__SHORT EXERCISE__
Rewrite the part of the sampling question that opens with the words containing "I travel to" and closes with "looks like this.", putting "sample" wherever "subset" appears.

__SOURCE DOCUMENT__
═══
# How do I compare a new method of statistical sampling with an established one?

Lets say that:

There exist 10 countries.

I travel to each country and take a random subset of the population of that country and count how many of my subset are woman.

I make a table of country to percentage female for the 10 countries.

I then repeat this study, but instead of traveling to the countries, I use some other method of getting a supposedly random sample of people to check for femaleness.

In the end my data looks like this.

country, random-sampling, new-technique
a,       0.6,             0.55
b,       0.4,             0.38
c,       0.9,             0.85
.
.
.


If I assume that the first time around I actually found a representative sample of people for each country, and thus we trust that there really are 90% woman in country 'c' then:

How do I validate whether the new technique is a valid way of testing for percentage woman in countries? I want to know how well the second set of data agrees with the assumed-to-be-correct first set.

• You'll want to assess whether your estimates are biased and have less variance over repeated sampling. But a question I have is do you consider the first method the "gold standard" that you'd like to compare to? Commented Apr 10, 2015 at 21:07
• Yes, assuming that the first method is the 'gold standard'. Commented Apr 10, 2015 at 21:13
• To elaborate, I don't want to use the second-technique to add certainty some overall estimate, I want to validate whether the second-technique is a valid method, assuming that the first was 'perfect'. Commented Apr 10, 2015 at 21:15

If you really want to take the first sample as the truth, then we can use the estimated probabilities from that sample as known probabilities, and use those to formulate a null hypothesis for the new-technique sample. The null hypothesis can be that the second sample is as if sampled with/without replacement (you didn't specify), lets assume without, so a hypergeometric model (with the given probability parameters $$p_a=0.6, p_b=0.4, \dotsc$$.) The sample sizes must also be given (you didn't) as $$n_a, n_b, \dotsc$$ and known. Then the data from the second sample is $$X_a \sim \mathcal{Hypergeo}(n_a p_a,n_a(1-p_a), X_b \sim \dots$$ (independently.) Just lets hope those products are integers ...
═══
__RAW DATA__
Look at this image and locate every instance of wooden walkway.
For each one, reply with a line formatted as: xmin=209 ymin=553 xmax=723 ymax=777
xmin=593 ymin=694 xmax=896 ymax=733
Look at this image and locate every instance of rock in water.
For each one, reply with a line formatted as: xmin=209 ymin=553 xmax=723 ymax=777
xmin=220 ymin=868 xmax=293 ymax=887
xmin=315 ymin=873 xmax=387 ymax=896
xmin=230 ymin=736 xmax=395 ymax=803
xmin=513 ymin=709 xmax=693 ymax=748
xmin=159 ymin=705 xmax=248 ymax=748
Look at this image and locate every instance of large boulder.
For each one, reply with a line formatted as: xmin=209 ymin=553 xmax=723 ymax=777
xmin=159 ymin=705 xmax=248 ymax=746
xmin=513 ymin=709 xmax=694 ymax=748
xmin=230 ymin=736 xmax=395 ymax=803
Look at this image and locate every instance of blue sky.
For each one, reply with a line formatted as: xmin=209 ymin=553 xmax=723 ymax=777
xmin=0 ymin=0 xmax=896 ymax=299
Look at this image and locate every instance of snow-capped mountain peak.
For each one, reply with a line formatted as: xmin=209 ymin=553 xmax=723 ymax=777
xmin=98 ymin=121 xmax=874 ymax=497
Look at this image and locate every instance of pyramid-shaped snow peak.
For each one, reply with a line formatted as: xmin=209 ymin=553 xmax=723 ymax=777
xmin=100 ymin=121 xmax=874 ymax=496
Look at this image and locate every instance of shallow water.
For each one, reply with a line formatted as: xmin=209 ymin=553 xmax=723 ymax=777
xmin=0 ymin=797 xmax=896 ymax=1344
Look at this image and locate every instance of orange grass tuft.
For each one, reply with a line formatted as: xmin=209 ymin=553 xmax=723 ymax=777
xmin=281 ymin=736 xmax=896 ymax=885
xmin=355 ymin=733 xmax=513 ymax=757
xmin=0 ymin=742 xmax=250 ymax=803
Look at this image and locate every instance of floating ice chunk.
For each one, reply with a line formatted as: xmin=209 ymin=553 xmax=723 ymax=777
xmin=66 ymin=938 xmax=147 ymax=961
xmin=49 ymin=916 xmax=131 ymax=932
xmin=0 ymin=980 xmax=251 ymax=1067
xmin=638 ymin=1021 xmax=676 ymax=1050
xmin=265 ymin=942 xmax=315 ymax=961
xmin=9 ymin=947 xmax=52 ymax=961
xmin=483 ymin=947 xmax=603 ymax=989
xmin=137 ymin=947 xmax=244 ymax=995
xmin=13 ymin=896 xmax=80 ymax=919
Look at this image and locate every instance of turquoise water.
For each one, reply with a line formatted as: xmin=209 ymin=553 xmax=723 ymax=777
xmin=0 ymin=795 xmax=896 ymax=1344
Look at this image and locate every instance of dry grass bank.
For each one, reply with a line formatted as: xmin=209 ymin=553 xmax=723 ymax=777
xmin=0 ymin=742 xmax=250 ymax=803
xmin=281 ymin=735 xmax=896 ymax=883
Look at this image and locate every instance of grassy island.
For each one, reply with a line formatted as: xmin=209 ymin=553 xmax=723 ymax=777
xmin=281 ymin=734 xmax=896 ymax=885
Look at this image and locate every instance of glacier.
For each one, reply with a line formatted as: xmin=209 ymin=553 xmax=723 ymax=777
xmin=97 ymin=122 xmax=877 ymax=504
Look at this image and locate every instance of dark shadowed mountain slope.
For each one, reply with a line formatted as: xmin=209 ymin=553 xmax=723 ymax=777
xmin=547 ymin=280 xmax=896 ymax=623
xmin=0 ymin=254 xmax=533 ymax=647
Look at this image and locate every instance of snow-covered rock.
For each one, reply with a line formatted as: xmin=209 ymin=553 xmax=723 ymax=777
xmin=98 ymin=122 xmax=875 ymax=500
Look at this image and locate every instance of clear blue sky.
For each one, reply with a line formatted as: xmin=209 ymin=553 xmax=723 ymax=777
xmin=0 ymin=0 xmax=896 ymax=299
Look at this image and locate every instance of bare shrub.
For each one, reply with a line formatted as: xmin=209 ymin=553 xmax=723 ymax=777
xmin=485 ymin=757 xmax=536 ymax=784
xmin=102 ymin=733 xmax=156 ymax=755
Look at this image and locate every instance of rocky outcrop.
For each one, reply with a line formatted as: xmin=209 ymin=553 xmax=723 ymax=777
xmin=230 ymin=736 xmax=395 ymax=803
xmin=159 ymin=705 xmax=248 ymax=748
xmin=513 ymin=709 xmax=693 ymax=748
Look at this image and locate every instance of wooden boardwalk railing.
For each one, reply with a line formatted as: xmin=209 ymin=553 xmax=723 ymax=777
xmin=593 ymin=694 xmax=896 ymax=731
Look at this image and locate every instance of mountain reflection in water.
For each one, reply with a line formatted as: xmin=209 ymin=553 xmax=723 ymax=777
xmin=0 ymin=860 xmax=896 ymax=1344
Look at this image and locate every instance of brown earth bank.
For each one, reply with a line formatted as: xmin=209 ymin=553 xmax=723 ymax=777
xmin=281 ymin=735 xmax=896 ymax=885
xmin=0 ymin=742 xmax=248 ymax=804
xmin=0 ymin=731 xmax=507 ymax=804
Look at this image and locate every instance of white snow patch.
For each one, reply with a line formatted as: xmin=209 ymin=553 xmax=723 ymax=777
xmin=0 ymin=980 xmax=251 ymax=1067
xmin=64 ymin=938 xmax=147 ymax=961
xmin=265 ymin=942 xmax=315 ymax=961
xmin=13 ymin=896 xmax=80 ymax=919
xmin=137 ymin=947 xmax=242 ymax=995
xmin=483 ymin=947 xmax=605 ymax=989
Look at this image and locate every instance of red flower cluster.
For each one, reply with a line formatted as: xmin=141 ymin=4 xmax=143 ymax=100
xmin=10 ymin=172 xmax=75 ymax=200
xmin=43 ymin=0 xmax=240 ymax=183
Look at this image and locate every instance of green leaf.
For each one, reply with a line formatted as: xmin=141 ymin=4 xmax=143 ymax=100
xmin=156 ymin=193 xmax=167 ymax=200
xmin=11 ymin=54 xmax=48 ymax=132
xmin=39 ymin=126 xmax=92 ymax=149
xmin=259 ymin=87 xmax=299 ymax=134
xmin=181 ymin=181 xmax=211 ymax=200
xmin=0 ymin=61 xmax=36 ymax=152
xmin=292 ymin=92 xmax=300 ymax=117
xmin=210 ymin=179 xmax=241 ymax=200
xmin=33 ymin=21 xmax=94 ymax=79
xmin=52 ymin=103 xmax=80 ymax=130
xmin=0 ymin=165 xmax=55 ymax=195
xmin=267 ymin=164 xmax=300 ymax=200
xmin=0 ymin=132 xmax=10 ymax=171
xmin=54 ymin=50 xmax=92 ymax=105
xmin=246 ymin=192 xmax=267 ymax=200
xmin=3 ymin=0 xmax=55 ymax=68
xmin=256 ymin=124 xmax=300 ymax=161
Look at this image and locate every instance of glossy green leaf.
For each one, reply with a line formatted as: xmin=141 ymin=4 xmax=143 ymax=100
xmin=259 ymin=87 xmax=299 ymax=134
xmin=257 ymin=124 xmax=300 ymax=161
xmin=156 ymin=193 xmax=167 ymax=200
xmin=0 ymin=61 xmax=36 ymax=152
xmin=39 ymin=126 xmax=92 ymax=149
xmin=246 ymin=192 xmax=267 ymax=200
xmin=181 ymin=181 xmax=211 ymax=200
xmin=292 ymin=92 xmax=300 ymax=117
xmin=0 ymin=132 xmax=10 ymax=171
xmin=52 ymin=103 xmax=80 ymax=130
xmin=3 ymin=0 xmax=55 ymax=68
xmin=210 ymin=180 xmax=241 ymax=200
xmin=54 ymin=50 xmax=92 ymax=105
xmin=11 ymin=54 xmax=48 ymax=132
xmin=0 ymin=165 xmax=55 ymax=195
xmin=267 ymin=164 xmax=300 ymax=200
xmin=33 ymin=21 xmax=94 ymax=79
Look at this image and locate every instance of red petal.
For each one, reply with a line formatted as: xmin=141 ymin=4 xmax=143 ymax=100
═══
__RESPONSE FOR THIS EXERCISE__
I travel to each country and take a random sample of the population of that country and count how many of my sample are woman.

I make a table of country to percentage female for the 10 countries.

I then repeat this study, but instead of traveling to the countries, I use some other method of getting a supposedly random sample of people to check for femaleness.

In the end my data looks like this.